▶ [Information]
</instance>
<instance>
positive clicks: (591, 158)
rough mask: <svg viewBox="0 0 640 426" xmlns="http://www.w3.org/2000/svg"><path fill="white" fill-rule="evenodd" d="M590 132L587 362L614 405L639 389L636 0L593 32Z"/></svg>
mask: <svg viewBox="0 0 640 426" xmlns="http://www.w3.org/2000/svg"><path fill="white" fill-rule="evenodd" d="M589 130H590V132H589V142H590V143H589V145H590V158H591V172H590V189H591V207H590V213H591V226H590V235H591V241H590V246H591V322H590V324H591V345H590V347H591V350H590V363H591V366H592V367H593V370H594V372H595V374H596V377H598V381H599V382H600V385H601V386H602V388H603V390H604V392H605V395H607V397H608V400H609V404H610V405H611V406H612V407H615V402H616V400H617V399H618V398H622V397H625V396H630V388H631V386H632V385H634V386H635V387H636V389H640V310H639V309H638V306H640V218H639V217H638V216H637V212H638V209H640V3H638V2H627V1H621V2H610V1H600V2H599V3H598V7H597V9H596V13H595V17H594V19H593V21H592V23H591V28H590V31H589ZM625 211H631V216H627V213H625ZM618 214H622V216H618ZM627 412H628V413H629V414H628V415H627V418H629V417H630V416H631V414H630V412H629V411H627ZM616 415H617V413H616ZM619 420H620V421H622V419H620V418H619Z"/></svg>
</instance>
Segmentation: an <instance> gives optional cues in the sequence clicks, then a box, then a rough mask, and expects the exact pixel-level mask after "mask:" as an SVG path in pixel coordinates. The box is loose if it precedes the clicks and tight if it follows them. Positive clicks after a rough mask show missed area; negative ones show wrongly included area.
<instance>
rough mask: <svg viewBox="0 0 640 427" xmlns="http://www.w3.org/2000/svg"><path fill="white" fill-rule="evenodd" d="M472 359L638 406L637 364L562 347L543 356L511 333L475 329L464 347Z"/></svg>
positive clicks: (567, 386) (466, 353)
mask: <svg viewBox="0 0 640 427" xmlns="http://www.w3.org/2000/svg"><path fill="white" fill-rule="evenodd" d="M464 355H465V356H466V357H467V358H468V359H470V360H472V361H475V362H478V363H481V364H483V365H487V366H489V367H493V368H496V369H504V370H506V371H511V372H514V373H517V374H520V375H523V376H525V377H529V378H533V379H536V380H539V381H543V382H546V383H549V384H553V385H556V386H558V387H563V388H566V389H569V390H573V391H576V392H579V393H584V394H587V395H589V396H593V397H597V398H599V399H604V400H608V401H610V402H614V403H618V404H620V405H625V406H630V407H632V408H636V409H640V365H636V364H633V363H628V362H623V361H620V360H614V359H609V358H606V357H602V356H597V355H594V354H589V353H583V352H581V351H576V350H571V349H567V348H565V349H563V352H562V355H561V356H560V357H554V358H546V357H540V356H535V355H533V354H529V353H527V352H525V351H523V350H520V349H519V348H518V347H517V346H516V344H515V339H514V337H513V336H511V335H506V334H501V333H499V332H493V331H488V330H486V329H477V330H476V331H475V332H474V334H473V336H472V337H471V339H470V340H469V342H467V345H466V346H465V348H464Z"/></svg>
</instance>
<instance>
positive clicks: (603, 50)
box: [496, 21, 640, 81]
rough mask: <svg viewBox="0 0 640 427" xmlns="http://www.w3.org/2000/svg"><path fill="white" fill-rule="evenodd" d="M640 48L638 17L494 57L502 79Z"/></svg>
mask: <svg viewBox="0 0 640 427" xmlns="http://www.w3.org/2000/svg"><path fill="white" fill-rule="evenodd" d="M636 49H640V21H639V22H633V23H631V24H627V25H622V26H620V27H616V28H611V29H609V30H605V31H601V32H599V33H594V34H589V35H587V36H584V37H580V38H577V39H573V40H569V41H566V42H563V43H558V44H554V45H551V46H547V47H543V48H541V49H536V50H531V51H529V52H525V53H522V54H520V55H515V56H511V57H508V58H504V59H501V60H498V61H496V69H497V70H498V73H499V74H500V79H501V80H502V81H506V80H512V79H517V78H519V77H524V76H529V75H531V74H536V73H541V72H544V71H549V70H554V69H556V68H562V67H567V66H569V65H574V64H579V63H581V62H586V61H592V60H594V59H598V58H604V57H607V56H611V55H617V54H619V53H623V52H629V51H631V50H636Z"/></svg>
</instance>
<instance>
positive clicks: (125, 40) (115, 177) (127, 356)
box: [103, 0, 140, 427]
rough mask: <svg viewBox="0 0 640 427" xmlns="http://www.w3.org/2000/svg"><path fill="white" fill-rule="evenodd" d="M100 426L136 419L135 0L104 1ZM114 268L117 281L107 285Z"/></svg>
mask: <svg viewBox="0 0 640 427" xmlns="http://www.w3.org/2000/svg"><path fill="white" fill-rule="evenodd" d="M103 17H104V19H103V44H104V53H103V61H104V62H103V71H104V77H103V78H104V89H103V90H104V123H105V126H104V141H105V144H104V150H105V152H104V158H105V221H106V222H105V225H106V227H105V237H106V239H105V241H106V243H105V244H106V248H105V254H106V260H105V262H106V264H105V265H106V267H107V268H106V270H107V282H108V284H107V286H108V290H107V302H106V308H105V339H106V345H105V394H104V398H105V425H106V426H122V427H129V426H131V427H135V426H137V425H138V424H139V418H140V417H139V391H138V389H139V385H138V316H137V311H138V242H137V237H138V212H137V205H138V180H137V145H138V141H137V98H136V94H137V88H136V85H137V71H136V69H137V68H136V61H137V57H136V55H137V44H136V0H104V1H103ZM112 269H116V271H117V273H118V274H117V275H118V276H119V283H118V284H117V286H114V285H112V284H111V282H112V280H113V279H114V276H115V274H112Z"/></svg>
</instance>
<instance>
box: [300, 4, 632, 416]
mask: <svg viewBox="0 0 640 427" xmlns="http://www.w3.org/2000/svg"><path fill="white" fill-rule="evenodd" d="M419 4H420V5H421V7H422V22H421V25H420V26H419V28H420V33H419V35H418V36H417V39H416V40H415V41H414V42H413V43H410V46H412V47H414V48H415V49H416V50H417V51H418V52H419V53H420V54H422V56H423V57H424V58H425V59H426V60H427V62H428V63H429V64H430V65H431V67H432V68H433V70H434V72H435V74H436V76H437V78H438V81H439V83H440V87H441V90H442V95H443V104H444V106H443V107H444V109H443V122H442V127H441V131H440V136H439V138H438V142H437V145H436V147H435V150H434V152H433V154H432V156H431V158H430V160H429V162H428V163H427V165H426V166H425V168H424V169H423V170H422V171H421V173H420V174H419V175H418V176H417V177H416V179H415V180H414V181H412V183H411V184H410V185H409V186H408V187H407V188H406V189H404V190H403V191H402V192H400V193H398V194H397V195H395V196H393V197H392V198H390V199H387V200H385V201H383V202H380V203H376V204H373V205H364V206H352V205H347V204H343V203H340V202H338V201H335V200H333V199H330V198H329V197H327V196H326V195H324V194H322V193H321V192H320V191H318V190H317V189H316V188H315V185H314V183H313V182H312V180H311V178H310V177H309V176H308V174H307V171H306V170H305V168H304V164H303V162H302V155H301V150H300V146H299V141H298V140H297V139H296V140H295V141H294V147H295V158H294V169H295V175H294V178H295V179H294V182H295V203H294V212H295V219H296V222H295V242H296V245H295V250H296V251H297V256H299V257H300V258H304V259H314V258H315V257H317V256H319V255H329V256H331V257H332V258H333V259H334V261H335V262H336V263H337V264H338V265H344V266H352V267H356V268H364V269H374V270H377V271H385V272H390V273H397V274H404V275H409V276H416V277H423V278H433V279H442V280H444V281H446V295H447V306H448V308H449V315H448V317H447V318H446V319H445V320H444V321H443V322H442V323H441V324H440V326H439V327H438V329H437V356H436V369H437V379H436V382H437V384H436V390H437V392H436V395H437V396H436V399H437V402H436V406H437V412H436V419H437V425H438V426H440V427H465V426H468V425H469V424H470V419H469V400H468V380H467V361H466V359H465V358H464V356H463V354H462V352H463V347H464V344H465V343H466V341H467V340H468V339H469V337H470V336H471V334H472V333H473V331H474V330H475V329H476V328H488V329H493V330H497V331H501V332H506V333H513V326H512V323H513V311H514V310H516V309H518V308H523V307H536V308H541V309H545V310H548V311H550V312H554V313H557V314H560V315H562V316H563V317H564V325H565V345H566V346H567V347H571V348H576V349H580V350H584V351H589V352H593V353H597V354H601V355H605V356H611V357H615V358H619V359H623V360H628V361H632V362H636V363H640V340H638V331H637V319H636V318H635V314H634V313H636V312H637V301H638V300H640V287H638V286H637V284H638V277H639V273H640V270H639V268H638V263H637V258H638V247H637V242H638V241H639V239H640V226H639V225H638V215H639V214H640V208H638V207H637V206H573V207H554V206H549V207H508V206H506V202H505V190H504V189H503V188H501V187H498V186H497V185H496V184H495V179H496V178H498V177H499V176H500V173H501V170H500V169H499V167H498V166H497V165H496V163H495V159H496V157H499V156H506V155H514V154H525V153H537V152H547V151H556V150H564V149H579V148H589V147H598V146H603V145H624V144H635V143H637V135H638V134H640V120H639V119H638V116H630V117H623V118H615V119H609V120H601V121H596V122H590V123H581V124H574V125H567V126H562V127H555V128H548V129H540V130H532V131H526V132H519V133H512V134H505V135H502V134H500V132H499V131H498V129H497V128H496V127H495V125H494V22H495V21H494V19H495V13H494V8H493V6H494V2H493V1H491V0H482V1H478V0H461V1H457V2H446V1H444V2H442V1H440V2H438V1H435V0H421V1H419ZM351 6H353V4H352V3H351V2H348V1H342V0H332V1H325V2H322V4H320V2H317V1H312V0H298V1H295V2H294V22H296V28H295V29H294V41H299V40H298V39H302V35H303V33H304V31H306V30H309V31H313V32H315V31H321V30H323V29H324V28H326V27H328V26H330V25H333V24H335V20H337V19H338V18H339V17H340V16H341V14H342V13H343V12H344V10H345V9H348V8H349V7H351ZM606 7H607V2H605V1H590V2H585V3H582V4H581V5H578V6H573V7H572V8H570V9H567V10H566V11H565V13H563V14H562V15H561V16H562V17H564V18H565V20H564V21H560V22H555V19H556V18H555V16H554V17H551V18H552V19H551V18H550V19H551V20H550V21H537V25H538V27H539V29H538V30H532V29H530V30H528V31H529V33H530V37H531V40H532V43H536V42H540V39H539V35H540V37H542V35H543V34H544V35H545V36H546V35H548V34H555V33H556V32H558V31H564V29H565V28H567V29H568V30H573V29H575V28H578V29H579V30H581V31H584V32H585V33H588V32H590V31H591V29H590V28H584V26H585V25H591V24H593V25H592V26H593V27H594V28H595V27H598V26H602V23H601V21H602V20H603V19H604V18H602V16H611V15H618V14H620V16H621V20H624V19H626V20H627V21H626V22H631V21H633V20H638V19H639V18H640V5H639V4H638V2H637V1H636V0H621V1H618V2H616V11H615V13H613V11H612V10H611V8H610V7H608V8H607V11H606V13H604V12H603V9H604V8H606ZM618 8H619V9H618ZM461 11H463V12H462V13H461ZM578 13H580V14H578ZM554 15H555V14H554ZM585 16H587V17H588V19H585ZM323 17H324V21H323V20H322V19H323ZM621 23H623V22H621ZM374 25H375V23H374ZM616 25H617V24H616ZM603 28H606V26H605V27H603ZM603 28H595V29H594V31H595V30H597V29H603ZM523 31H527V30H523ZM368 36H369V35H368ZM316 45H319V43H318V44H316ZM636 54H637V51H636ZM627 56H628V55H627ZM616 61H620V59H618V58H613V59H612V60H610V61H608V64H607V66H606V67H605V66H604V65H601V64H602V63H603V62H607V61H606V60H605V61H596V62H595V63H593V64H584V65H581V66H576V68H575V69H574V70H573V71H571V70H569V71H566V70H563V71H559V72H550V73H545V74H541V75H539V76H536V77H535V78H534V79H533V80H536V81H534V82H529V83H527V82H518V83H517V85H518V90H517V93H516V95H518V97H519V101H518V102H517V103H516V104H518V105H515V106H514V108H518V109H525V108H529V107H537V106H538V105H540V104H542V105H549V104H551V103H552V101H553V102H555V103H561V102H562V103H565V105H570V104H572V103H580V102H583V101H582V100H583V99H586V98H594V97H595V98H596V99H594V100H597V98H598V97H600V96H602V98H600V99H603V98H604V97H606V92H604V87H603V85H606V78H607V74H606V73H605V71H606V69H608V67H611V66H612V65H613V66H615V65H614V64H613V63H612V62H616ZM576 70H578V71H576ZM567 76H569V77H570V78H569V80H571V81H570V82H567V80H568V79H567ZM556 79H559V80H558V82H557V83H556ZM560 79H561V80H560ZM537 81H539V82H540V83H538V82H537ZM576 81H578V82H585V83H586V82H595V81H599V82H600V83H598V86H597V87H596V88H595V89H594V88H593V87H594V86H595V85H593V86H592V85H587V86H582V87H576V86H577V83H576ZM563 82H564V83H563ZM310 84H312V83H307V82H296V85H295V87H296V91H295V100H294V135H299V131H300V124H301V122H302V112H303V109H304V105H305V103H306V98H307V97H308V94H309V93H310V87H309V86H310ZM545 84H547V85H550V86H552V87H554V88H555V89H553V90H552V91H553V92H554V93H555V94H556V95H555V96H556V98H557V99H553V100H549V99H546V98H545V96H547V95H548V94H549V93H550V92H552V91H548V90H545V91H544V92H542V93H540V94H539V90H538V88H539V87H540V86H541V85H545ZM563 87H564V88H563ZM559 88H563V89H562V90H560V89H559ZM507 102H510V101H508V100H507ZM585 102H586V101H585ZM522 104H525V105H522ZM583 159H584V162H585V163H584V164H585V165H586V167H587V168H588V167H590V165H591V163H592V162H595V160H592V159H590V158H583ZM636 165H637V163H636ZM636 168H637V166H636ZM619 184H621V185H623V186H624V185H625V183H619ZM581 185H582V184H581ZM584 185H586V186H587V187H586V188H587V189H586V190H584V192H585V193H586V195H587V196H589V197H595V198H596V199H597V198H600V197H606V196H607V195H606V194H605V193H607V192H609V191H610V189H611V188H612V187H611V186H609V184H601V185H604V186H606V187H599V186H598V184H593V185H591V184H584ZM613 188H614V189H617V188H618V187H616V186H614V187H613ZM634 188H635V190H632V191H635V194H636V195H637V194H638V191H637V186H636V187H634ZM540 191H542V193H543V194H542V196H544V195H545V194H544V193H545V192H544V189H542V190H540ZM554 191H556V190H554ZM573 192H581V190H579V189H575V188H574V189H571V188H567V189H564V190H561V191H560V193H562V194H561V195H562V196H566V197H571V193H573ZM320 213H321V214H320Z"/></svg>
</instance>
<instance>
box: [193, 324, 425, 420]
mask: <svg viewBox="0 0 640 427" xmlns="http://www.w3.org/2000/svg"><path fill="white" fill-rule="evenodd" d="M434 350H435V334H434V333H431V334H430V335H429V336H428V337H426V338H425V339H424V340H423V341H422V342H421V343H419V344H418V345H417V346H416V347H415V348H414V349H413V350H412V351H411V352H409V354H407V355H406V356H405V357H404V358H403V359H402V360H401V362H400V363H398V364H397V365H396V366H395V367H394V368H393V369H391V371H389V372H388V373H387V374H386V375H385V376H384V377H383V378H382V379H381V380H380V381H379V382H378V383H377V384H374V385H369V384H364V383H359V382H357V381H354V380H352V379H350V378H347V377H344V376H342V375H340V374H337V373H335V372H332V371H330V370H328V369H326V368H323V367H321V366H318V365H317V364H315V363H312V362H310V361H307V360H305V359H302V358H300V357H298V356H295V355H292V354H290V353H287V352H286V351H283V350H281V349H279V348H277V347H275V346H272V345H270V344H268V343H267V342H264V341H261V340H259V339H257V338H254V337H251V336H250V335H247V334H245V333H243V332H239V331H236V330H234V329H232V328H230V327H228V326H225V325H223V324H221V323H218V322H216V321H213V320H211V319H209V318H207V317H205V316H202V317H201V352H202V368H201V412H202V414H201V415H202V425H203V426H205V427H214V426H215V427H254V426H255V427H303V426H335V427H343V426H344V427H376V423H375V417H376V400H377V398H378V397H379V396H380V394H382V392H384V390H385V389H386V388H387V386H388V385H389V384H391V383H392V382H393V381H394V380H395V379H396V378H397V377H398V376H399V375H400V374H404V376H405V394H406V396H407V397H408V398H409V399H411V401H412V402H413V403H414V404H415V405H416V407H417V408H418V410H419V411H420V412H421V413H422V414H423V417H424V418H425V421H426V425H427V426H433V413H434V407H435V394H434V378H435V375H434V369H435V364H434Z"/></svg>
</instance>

▶ [What this task involves]
Using the data above, establish how many lines include the word "rough"; the reply is that number only.

▶ [Reply]
5